[Document segment]
_ _ _ _
Section 127(b) of the Uruguay Round Agreements Act (URAA) (19 U.S.C. 3537(b)(1)) requires that notice and opportunity for comment be provided after the United States submits or receives a request for the establishment of a WTO dispute settlement panel. Consistent with this obligation, but in an effort to provide additional opportunity for comment, USTR is providing notice that consultations have been requested pursuant to the WTO Dispute Settlement Understanding. If such consultations should fail to resolve the matter and a dispute settlement panel is established pursuant to the DSU, such panel, which would hold its meetings in Geneva, Switzerland, would be expected to issue a report on its findings and recommendations within six to nine months after it is established.Start Printed Page 37597

Major Issues Raised by the United States

The Philippines' Motor Vehicle Development Program (the “MVDP”) provides tariff advantages to motor vehicle manufacturers located in the Philippines who meet certain requirements, including at least the following. First, manufacturers are required to use parts and components produced in the Philippines; the amount required varies by type and size of vehicle. Second, manufacturers are required to earn a percentage of the foreign exchange needed to import those parts and components by exporting finished vehicles; again, the percentage varies by type and size of vehicle. Compliance with these requirements entitles manufacturers to import parts, components and finished vehicles at a preferential rate. The United States also understands that foreign manufacturers' import licenses for parts, components and finished vehicles are conditioned on compliance with these requirements.
_ _ _ _
[Supplied material]

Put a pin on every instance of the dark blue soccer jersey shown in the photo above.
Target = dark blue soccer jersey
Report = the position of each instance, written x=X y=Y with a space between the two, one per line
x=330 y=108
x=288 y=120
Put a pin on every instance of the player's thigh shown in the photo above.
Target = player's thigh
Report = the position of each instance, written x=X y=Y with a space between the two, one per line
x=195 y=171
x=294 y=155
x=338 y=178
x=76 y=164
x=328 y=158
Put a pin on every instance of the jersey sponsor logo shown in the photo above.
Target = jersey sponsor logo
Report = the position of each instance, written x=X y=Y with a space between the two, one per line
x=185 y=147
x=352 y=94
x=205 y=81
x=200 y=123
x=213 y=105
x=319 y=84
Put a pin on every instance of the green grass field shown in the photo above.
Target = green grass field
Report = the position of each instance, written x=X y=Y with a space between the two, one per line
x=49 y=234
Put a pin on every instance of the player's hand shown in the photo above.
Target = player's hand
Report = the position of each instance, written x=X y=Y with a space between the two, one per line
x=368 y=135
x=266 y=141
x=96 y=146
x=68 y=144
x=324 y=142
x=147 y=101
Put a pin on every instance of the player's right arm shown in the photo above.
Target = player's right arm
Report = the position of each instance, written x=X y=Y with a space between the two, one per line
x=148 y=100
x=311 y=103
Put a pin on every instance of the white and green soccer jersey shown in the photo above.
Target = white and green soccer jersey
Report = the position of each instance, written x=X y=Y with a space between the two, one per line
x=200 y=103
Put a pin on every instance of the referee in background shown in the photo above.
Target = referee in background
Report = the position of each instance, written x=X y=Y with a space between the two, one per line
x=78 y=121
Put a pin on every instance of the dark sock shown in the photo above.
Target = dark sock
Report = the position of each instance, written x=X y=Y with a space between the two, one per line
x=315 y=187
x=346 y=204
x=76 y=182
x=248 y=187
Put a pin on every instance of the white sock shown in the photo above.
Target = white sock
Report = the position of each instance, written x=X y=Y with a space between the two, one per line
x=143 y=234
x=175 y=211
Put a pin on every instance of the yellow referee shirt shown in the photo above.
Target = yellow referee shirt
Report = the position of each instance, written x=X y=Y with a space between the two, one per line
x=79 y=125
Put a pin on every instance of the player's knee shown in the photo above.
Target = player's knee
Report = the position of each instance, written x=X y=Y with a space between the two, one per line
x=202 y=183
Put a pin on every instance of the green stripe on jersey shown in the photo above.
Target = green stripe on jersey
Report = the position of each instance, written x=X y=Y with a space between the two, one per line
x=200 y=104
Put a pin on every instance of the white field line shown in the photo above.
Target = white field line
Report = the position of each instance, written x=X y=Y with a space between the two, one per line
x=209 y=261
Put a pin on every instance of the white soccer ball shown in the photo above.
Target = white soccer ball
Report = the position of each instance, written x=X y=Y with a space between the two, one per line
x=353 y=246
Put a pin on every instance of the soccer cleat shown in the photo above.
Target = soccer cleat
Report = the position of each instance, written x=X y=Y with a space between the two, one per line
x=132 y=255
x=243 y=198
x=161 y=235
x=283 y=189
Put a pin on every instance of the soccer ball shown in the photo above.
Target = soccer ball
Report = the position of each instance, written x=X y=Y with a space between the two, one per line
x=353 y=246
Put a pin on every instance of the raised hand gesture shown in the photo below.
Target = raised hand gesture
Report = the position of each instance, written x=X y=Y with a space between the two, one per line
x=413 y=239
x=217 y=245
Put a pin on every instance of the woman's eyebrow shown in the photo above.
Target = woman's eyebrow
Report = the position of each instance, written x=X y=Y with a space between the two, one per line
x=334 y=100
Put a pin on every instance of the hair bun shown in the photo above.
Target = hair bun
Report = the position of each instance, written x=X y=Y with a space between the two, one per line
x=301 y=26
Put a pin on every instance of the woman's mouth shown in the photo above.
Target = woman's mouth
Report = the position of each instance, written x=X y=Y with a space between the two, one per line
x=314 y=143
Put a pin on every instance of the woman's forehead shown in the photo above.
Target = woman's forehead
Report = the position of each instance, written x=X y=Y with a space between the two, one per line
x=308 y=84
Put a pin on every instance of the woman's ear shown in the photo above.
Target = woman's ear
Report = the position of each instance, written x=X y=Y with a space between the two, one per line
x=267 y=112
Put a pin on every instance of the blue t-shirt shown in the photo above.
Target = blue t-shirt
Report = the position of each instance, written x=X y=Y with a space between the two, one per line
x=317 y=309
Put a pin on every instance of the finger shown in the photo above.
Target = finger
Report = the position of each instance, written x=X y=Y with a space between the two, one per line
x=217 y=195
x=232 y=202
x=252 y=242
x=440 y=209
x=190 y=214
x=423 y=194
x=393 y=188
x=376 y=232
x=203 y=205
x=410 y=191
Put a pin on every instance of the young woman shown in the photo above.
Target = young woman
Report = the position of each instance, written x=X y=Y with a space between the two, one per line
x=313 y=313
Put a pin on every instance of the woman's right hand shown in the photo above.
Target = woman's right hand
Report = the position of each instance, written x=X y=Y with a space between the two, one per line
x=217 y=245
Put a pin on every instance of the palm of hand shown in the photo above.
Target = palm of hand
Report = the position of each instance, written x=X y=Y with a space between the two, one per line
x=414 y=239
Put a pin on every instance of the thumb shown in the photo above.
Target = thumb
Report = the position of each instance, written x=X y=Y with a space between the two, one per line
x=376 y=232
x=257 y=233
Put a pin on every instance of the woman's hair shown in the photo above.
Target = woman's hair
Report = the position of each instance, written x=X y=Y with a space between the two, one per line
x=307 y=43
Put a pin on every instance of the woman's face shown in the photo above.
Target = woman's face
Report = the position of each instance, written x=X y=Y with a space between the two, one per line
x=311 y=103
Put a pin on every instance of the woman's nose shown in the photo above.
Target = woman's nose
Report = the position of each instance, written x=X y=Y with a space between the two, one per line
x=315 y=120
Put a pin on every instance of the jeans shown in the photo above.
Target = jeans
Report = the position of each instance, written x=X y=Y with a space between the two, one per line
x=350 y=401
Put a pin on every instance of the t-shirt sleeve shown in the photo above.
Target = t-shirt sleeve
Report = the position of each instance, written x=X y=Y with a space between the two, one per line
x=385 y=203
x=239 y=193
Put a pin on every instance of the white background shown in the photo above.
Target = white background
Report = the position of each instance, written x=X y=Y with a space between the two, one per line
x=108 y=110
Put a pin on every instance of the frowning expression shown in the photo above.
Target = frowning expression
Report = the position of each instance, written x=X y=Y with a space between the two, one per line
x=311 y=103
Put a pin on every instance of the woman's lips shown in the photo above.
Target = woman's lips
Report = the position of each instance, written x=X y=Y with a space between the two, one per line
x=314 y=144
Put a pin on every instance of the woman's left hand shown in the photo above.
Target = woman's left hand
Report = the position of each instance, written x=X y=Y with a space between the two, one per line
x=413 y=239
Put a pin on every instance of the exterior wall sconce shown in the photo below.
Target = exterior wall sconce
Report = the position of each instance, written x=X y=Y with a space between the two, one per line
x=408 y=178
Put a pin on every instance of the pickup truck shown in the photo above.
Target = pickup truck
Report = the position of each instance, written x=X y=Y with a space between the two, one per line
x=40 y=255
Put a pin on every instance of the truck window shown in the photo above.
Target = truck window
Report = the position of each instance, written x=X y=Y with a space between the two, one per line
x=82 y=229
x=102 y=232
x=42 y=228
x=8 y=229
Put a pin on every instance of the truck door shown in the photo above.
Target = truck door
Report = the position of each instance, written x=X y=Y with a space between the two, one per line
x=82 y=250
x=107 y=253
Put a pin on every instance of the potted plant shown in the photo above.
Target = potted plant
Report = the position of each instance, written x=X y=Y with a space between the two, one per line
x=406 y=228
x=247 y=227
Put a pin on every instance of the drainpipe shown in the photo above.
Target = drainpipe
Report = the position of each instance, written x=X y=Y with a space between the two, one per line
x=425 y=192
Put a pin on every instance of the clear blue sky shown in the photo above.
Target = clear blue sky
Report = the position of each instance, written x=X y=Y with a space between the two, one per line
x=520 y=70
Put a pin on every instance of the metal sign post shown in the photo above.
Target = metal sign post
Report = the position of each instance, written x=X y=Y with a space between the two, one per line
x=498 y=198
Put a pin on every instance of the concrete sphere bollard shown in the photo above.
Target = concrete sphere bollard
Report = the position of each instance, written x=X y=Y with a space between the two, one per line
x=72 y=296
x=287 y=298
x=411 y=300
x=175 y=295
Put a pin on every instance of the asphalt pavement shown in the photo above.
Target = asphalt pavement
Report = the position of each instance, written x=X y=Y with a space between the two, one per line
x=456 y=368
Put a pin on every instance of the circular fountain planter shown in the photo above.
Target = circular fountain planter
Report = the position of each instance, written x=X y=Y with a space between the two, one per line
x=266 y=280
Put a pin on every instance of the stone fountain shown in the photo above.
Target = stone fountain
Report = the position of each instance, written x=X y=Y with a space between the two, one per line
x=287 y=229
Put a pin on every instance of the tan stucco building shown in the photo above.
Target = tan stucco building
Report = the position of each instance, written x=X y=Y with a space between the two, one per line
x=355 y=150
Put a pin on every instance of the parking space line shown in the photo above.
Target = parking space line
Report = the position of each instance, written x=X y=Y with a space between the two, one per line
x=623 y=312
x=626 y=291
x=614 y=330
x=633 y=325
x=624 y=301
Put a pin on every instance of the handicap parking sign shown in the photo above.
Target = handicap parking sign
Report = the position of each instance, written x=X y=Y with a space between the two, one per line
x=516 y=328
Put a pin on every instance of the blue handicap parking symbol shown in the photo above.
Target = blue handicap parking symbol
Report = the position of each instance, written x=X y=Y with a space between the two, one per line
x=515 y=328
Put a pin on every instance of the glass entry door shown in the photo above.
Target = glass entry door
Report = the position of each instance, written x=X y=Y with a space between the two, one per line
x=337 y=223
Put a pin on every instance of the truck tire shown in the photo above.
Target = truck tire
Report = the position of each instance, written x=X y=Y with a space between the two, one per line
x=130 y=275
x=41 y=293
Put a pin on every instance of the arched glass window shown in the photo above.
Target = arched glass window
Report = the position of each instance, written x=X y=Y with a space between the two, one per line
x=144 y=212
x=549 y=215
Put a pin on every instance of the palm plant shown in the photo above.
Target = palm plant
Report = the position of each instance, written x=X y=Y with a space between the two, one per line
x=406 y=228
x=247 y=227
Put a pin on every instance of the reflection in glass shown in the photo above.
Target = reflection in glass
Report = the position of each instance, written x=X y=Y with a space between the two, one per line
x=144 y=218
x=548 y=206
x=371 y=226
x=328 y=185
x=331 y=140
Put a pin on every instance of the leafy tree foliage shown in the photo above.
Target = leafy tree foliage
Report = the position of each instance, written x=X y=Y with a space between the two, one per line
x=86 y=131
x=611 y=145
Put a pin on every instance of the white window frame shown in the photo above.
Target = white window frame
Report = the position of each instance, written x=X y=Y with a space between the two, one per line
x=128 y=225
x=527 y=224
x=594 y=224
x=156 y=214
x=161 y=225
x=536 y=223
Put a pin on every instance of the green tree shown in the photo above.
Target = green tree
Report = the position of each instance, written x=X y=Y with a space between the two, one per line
_ _ _ _
[Given problem 1]
Print the part of the WTO dispute notice that begins at the words "The Philippines' Motor" and stops after the words "with these requirements.".
[Given problem 2]
Based on the WTO dispute notice, decide whether each statement below is true. Answer yes or no for each, and quote the words from the notice that settle it.
(a) A dispute settlement panel, if established, would hold its meetings in Geneva, Switzerland.
(b) Under the MVDP, every type and size of vehicle must contain the same amount of parts and components produced in the Philippines.
(c) Manufacturers that meet the MVDP requirements may import parts, components and finished vehicles at a preferential rate.
[Given problem 3]
Write the next part of the WTO dispute notice on the Philippine motor vehicle program, picking up after its last sentence.

[Expected output 1]
The Philippines' Motor Vehicle Development Program (the “MVDP”) provides tariff advantages to motor vehicle manufacturers located in the Philippines who meet certain requirements, including at least the following. First, manufacturers are required to use parts and components produced in the Philippines; the amount required varies by type and size of vehicle. Second, manufacturers are required to earn a percentage of the foreign exchange needed to import those parts and components by exporting finished vehicles; again, the percentage varies by type and size of vehicle. Compliance with these requirements entitles manufacturers to import parts, components and finished vehicles at a preferential rate. The United States also understands that foreign manufacturers' import licenses for parts, components and finished vehicles are conditioned on compliance with these requirements.

[Expected output 2]
(a) Yes: "such panel, which would hold its meetings in Geneva, Switzerland"
(b) No: "the amount required varies by type and size of vehicle"
(c) Yes: "Compliance with these requirements entitles manufacturers to import parts, components and finished vehicles at a preferential rate."

[Expected output 3]
The MVDP appears to require outright that manufacturing firms in the motor vehicle sector must achieve specified levels of purchase or use of domestic content, and that they must achieve a neutralization of foreign exchange and balance the value of certain imports with the value of exports of motor vehicles and components. Moreover, it appears that manufacturing firms in the motor vehicle sector must comply with these requirements in order to obtain import licenses for certain motor vehicle parts and components; to obtain foreign exchange for those imports; and to obtain the right to import at preferential rates. Finally, it appears that the Philippines is providing a subsidy that is contingent upon the use of domestic over imported goods.

The Philippines notified the WTO in 1995 that it was applying these measures. The Philippines made that notification pursuant to Article 5.1 of the Agreement on Trade-Related Investment Measures, which allowed WTO Members to notify measures that were not in conformity with the provisions of that Agreement and thereby obtain an additional five years (until January 1, 2000) to bring such measures into conformity with that Agreement.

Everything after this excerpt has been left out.